### [Exercise task]
Show each line in the items below that contains the string "radish".

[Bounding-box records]

--- begin ---

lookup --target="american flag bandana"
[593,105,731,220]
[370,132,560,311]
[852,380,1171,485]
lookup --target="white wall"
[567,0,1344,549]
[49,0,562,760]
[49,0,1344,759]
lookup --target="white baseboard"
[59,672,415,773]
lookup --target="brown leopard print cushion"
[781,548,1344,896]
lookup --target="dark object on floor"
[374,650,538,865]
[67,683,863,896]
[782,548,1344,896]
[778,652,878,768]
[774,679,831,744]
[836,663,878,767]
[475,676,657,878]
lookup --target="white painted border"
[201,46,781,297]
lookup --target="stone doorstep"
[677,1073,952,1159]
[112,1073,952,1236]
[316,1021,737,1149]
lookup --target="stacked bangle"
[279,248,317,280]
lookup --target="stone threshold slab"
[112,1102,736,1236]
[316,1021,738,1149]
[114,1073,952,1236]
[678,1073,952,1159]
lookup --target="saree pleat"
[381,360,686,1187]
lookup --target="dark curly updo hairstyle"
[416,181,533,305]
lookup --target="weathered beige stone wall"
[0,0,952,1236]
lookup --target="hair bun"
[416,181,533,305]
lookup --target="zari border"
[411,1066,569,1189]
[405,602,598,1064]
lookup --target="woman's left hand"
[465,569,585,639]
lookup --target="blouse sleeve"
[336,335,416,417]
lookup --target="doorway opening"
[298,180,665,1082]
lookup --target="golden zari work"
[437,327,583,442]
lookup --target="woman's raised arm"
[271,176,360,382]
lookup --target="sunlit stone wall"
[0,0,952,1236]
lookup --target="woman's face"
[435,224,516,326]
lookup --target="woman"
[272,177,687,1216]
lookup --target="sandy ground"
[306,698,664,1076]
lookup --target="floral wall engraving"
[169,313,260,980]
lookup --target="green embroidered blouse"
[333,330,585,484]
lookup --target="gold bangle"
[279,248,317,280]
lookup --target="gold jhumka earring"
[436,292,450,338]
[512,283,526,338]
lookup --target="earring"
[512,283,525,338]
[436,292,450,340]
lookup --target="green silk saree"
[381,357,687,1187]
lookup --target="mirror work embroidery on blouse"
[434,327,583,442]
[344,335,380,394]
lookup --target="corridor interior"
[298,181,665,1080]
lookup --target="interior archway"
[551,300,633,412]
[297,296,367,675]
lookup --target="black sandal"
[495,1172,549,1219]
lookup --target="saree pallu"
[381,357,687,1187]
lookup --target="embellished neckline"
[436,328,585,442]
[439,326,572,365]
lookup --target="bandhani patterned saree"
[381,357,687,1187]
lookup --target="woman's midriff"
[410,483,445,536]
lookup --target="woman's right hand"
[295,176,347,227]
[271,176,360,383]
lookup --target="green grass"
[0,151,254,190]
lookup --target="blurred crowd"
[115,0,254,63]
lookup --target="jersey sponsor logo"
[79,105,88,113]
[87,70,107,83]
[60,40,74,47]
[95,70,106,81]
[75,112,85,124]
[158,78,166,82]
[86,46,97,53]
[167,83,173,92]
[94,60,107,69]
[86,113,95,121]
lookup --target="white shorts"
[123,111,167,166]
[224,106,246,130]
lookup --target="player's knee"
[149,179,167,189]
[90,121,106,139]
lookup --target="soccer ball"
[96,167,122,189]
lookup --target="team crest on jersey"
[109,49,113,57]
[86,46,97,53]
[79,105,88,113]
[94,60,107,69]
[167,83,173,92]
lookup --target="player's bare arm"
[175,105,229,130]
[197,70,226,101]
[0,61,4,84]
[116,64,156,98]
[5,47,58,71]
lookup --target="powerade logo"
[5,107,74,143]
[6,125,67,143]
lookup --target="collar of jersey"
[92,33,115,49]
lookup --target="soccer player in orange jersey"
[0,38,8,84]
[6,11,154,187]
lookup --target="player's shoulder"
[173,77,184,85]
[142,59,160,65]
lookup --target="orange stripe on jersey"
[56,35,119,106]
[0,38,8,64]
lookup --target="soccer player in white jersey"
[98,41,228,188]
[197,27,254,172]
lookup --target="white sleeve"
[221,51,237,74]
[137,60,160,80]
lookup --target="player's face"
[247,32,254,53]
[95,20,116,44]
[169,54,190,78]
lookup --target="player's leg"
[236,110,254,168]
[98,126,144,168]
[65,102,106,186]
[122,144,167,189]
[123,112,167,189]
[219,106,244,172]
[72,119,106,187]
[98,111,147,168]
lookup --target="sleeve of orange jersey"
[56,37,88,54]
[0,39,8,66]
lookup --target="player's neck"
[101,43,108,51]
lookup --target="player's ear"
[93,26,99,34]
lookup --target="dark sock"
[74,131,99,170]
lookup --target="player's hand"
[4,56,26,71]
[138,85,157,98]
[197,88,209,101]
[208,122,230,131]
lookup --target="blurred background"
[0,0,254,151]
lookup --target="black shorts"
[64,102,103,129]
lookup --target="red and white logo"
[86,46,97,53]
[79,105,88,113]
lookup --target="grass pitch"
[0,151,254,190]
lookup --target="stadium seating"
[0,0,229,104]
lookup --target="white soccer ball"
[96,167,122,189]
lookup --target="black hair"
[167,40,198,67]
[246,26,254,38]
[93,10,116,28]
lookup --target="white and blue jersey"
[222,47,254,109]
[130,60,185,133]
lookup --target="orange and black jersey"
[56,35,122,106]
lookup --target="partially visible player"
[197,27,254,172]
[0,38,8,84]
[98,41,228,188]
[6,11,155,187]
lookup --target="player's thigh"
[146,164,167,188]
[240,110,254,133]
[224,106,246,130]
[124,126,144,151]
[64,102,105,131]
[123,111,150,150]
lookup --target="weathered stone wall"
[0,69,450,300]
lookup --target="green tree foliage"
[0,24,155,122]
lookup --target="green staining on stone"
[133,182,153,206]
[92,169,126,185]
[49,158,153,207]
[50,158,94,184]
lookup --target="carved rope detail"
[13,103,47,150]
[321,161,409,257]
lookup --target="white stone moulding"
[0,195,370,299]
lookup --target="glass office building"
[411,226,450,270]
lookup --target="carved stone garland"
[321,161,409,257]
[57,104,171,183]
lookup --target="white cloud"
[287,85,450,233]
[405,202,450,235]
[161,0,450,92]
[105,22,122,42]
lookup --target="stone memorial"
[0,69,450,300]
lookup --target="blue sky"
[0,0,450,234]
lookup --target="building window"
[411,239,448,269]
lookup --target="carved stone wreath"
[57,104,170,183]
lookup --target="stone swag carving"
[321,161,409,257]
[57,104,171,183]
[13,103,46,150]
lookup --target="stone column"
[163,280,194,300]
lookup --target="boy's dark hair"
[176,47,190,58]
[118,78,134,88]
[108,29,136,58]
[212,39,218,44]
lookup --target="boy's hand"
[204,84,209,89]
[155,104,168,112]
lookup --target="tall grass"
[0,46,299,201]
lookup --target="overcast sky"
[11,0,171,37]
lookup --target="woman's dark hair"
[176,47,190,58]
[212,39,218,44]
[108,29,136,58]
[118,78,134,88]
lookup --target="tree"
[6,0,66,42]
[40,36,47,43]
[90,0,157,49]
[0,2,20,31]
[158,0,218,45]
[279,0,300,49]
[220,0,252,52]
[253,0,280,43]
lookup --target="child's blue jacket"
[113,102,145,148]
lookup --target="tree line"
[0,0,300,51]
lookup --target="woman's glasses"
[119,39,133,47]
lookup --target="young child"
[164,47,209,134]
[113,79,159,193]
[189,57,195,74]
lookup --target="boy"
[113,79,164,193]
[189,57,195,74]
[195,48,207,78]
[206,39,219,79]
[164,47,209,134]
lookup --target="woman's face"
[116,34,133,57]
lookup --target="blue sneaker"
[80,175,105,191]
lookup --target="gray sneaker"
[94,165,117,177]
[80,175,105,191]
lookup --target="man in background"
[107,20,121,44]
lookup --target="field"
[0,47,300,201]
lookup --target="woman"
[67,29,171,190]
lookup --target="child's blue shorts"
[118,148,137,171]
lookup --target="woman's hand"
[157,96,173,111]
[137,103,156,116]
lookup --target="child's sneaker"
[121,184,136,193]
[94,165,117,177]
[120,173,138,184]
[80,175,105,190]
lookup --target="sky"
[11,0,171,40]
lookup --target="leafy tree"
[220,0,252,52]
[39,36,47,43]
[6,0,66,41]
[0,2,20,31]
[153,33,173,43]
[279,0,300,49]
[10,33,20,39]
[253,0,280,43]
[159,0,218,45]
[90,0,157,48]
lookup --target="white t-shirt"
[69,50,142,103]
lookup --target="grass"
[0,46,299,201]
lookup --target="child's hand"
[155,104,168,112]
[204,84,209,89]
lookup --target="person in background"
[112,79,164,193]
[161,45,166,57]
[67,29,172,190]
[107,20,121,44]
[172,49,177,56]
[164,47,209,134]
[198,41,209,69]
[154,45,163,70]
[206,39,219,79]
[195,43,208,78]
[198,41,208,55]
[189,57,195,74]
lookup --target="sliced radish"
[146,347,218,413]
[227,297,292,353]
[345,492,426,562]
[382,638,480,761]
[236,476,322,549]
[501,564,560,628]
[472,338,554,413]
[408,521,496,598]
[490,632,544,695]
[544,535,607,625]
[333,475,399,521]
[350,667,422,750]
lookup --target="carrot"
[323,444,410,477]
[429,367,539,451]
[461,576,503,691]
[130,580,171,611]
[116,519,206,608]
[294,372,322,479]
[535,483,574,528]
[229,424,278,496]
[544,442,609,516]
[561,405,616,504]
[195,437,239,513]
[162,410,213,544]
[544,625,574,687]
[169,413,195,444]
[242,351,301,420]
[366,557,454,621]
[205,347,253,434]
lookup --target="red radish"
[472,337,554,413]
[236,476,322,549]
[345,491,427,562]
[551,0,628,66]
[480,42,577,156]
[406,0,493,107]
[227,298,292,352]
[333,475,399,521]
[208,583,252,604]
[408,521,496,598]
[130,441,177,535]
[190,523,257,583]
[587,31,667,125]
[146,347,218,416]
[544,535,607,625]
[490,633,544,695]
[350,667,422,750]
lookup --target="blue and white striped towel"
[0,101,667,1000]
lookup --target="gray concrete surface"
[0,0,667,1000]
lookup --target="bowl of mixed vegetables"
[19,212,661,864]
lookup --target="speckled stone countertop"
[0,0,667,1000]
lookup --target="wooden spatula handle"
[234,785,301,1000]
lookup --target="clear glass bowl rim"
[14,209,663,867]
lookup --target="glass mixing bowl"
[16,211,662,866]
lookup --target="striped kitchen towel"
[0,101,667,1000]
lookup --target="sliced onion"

--- end ---

### [Correct output]
lookup --target="sliced radish"
lookup --target="red radish"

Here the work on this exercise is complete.